Return all of the data exactly as written, without the pictures.

== Lines of data ==
□ □ □ □

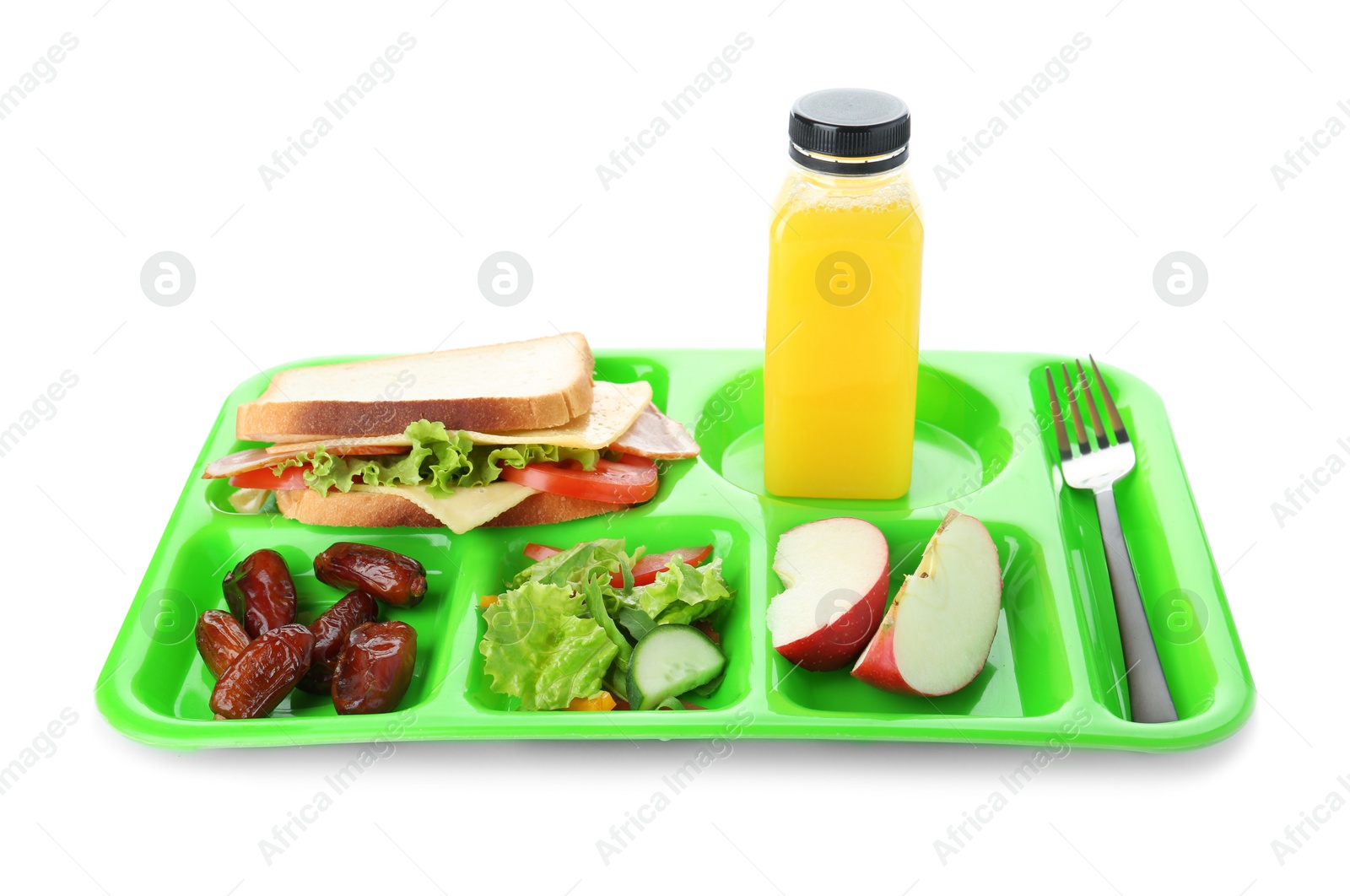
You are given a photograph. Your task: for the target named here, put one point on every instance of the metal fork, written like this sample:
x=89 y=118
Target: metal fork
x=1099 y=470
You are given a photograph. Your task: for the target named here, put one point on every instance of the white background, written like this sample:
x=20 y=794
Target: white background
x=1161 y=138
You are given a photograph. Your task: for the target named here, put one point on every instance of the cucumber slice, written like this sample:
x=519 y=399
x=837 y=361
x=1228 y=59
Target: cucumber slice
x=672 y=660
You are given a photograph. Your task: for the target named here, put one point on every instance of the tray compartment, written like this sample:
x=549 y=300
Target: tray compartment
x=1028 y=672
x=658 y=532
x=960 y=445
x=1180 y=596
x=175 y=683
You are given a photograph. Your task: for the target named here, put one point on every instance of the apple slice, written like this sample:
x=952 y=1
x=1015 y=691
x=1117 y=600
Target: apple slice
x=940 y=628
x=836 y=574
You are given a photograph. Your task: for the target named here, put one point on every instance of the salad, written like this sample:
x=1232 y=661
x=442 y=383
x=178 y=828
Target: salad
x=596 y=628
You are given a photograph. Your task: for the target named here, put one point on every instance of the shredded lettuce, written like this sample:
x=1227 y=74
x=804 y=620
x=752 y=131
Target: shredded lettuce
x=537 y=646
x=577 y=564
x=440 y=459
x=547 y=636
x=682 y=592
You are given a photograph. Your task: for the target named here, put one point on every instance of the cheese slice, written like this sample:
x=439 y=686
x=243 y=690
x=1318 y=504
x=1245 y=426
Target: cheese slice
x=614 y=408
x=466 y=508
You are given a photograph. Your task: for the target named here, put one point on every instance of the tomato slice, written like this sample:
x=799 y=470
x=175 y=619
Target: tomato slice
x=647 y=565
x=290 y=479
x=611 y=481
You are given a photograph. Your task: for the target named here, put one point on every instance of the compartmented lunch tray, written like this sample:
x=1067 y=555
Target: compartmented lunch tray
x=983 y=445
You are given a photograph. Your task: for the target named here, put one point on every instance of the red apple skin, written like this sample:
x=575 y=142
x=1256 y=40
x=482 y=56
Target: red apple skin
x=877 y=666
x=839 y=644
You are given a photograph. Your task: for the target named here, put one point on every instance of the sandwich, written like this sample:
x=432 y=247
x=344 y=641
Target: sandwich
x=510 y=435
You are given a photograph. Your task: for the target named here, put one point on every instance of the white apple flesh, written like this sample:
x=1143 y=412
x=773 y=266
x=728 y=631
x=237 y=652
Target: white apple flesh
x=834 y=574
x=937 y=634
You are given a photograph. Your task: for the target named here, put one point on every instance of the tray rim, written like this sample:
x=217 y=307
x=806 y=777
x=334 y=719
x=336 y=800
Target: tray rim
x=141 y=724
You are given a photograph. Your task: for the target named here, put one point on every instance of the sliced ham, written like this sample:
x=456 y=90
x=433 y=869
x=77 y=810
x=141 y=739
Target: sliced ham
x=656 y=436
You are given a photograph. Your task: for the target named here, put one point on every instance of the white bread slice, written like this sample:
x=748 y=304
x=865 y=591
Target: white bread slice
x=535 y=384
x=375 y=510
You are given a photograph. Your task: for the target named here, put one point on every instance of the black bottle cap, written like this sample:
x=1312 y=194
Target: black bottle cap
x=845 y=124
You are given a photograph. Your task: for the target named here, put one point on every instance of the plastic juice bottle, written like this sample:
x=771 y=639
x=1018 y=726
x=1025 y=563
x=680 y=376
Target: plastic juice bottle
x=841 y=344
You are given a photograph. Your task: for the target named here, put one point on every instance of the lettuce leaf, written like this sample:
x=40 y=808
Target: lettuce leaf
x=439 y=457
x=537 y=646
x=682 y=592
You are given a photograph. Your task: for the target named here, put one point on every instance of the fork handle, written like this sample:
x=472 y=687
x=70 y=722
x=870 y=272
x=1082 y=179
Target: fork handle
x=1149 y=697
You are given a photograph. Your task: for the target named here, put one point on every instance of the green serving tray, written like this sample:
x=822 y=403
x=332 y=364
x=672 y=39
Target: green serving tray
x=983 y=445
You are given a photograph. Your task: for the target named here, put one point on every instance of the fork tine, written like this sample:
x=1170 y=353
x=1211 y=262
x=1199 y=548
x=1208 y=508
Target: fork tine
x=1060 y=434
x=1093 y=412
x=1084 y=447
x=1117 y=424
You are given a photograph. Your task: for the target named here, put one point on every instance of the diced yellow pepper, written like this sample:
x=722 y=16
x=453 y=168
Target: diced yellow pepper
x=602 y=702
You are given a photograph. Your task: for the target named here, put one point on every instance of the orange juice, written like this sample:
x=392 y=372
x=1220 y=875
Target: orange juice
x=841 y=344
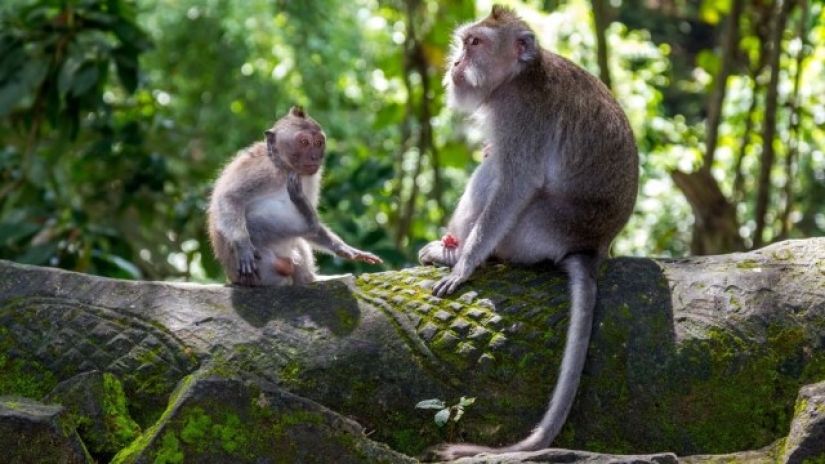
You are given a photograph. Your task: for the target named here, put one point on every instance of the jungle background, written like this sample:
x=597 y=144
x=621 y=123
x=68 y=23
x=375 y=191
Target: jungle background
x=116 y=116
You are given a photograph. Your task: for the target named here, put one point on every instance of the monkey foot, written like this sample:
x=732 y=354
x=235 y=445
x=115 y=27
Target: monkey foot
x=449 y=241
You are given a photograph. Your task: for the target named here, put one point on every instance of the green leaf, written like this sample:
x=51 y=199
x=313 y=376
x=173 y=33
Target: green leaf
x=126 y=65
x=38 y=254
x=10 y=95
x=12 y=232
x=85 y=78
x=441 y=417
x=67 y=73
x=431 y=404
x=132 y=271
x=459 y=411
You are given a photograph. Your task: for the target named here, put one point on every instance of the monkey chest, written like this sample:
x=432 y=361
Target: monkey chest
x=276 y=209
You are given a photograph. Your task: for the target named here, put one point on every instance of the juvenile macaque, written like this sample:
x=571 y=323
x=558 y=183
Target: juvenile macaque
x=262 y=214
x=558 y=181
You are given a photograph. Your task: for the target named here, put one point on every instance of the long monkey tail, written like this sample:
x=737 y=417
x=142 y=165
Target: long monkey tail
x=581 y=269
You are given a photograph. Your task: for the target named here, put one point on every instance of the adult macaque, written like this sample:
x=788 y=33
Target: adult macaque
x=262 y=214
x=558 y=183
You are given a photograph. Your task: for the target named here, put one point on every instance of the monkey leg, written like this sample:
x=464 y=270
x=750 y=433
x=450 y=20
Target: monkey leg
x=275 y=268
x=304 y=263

□ □ □ □

== TASK OUTPUT ==
You are given a photograph. Your task: for the target named here, put one point on every instance of the metal fork, written like this sample:
x=89 y=118
Target: metal fork
x=1099 y=470
You are given a photograph. Your task: for the target named here, put one point on every instance of the white background, written like this sample:
x=20 y=794
Target: white background
x=1161 y=138
You are given a photograph. Your task: for the target named here, put one point on every instance of the cucumber slice, written like this sample:
x=519 y=399
x=837 y=361
x=1228 y=59
Target: cucumber slice
x=672 y=660
You are given a photograph. Your task: for the target named here, put one point on every instance of the tray compartment, written like this sample:
x=549 y=300
Target: tray compartment
x=1028 y=672
x=658 y=532
x=960 y=445
x=1180 y=596
x=175 y=683
You are given a photograph. Your task: for the target named here, put one point on every instance of the apple slice, written like this sample:
x=952 y=1
x=1015 y=691
x=1117 y=600
Target: apple slice
x=940 y=628
x=836 y=574
You are given a photograph. Your task: for the target named here, put one point on every instance of the salad, written like this sample:
x=1232 y=661
x=442 y=383
x=178 y=828
Target: salad
x=596 y=628
You are given a photograph. Your task: for the target named here, put one point on every instance of the shredded lettuce, written like this sample:
x=1227 y=74
x=804 y=620
x=752 y=131
Target: shredded lettuce
x=537 y=646
x=577 y=564
x=440 y=459
x=547 y=636
x=682 y=592
You are given a photograph. Your task: for the target named here, put one point on every instance of the cheese slice, written like this sample:
x=439 y=686
x=243 y=690
x=1318 y=504
x=1245 y=426
Target: cheese slice
x=614 y=408
x=466 y=508
You are given a photograph. Your task: for the target named here, put one point on every instance of the tomato slice, written like this sample:
x=799 y=470
x=175 y=619
Target: tomato slice
x=647 y=565
x=290 y=479
x=611 y=481
You are given a photograph. Your task: for the target named here, put one point on every instance of the compartmented lunch tray, written like this sample:
x=1067 y=555
Target: compartmented lunch tray
x=983 y=445
You are given a photograph. Your task: for the target named here, put one point on every instance of the red apple skin, written like this sample:
x=575 y=142
x=1256 y=40
x=482 y=56
Target: red apple skin
x=877 y=666
x=839 y=644
You are given a photograph. Your task: for the target named here, put one point on every instance of the sandwich, written like this sample:
x=432 y=247
x=344 y=641
Target: sandwich
x=510 y=435
You are given a photograph. Your task: for the target named here, put one point on every instance of the white apple flesh, written like this sample:
x=1143 y=412
x=773 y=266
x=728 y=631
x=237 y=652
Target: white apple flesh
x=834 y=574
x=937 y=634
You are given a photograph. Your task: for the target named here, put one point on every instance of the tray rim, written like this sample:
x=217 y=307
x=806 y=777
x=334 y=719
x=336 y=800
Target: tray rim
x=141 y=724
You are given a photograph. Your task: for the target named here, put one point on every instance of the sliced ham, written like this sample:
x=456 y=90
x=433 y=869
x=77 y=810
x=141 y=739
Target: sliced ham
x=656 y=436
You are given a photograph. Your task: for the target named here, put one point on every instance of the white bread slice, written like this sample:
x=748 y=304
x=865 y=591
Target: white bread slice
x=535 y=384
x=375 y=510
You are given a photograph. Your task: for the target named here, put one point on every instance of the black bottle cap, written like this sample:
x=1312 y=194
Target: black bottle cap
x=845 y=124
You are given a photograph. Your task: for the target named here, put one point on every instance of the plastic juice bottle, written like this sample:
x=771 y=639
x=1018 y=726
x=1025 y=563
x=680 y=376
Target: plastic juice bottle
x=841 y=344
You are given a photograph. Your task: for the target named here, put one point on every instance of the lettuce leaf, written like this sample:
x=40 y=808
Target: lettuce leaf
x=439 y=457
x=537 y=646
x=682 y=592
You are given a photograph. Your task: for the target named here, put one point on every instance of the fork handle, written like this sample:
x=472 y=687
x=70 y=722
x=870 y=272
x=1082 y=179
Target: fork handle
x=1149 y=697
You are given a photograph. Your task: for the target named here, put one point on every instance of the green serving tray, written like this sample:
x=822 y=403
x=332 y=364
x=672 y=39
Target: green serving tray
x=983 y=445
You are given a photograph. Your task: for the target named here, put one point on every instance of the fork tine, written like this sample:
x=1170 y=353
x=1211 y=262
x=1199 y=548
x=1208 y=508
Target: fork tine
x=1060 y=434
x=1093 y=412
x=1084 y=447
x=1117 y=424
You are given a photograph. Your task: for the target named here, put one point on every instance of the diced yellow pepper, written like this sample:
x=722 y=16
x=453 y=168
Target: diced yellow pepper
x=602 y=702
You are given a photograph. Your task: for the target named here, put one point on every instance of the orange juice, written like this sample:
x=392 y=372
x=1220 y=875
Target: orange juice
x=841 y=344
You are given a photograph. Your task: for the target named here, put one point on every instance of the jungle background, written like this sample:
x=597 y=144
x=621 y=123
x=68 y=23
x=375 y=191
Target: jungle background
x=116 y=116
You are given a photograph. Your task: for the target named here, put one point on every instance of the monkey foot, written like this sample:
x=732 y=354
x=235 y=445
x=115 y=27
Target: monkey foot
x=449 y=241
You are given a photograph. Your task: for the target named here, put one point on every instance of the green leaf, written like this sample:
x=51 y=199
x=313 y=376
x=173 y=33
Target: green leaf
x=126 y=65
x=38 y=254
x=10 y=95
x=12 y=232
x=85 y=78
x=441 y=417
x=67 y=73
x=431 y=404
x=132 y=271
x=459 y=411
You are given a photograph. Your task: for the target named here, put one point on every instance of the monkey chest, written like this sample:
x=432 y=361
Target: monkey chest
x=276 y=209
You are given a photograph. Your task: for the target named here, put one point on every instance of the juvenile macaque, written like this sample:
x=571 y=323
x=558 y=183
Target: juvenile macaque
x=262 y=214
x=558 y=181
You are given a photograph. Your task: for the target named here, put one point on every instance of the long monkey tail, written like this sample:
x=737 y=417
x=142 y=165
Target: long monkey tail
x=581 y=269
You are given a photograph. Your task: for the target named here, put one point on every instance of the adult macaque, written like this sample:
x=788 y=33
Target: adult macaque
x=262 y=214
x=558 y=183
You are given a photograph. Your task: for the target named here, put one point on every instance of the monkey leg, written like this sample:
x=464 y=270
x=750 y=433
x=450 y=20
Target: monkey leg
x=275 y=268
x=304 y=263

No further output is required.